DIRECTIVES
[1] List every camera, film, and lens named in the photo blog excerpt.
[2] Please carry on the photo blog excerpt from the point where it stops, before the data begins.

READING TEXT
Friday, March 16, 2012

OOF (Out of Focus Fridays) - "Mood Ring"

March 2012, Chicago, IL (Polaroid Land 250 camera, Fuji FP-100C film)
This is the window storefront portion of a local greenhouse. Image was taken on a very cold night, through the fogged window glass. I like this shot, even though I don't think it is actually a very "pleasing" image and I'm actually not sure it really "works." The colors, while technically warm tones, come across to me as a bit sickly and cold. And the forms of the plants in the window are completely unidentifiable as such. A fouled aquarium? Alien viscera? A generally poor photographic execution of a bad idea? Your call.

Thursday, March 15, 2012

Secret Garden (More Kodak Ektar 100 Shots)

All images: 35mm Kodak Ektar 100, Canon Elan 7ne, Canon 17-40mm f/4L.
(October 2011, Benicia, California)

AVAILABLE DATA
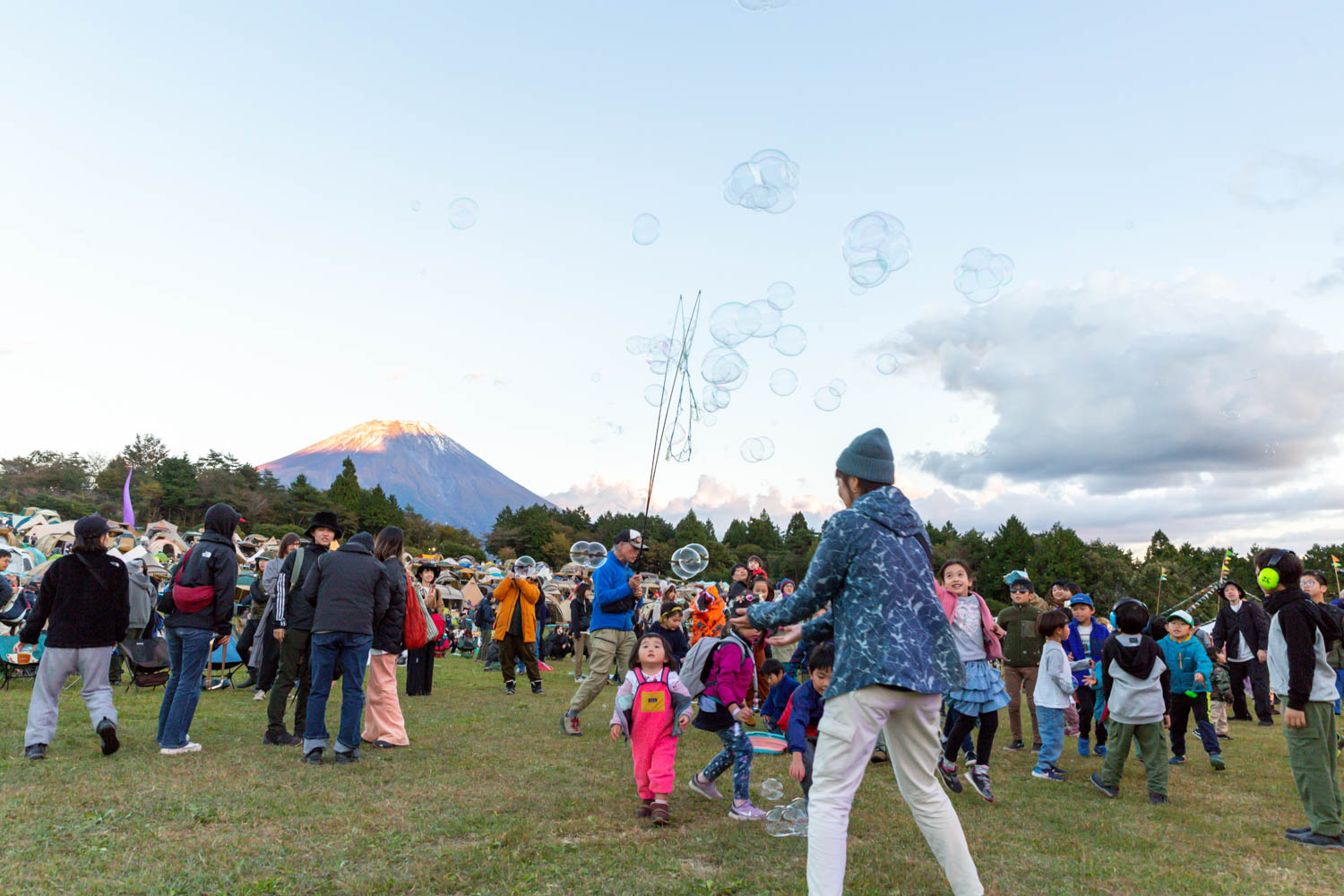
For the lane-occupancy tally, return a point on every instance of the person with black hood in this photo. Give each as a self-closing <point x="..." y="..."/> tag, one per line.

EXERCISE ANSWERS
[1]
- Polaroid Land 250 camera
- Fuji FP-100C film
- Kodak Ektar 100 (35mm film)
- Canon Elan 7ne
- Canon 17-40mm f/4L

[2]
Okay, maybe not so secret. These are all images taken at K's parents' home. They have this wonderfully eclectic backyard that I always take time to photograph whenever I am there. It also was another great opportunity to do additional testing of the Kodak Ektar film. As I've mentioned previously, once you figure out how to scan it the results are really spectacular - bright, saturated colors and good contrast. As long as this film is available, I'm afraid my Velvia 50 slide film will not be seeing much love. Looking forward to trying out this film in medium format once Spring hits and there is a little color in the landscape again.

Tuesday, March 13, 2012

Film Test: Kodak Ektar 100 (The E-6 Killer?)

A somewhat atypical Ektar shot. Lots of light and little overexposure gives this a bit of a pastel look. The true colors of the scene were not nearly so vibrant, however.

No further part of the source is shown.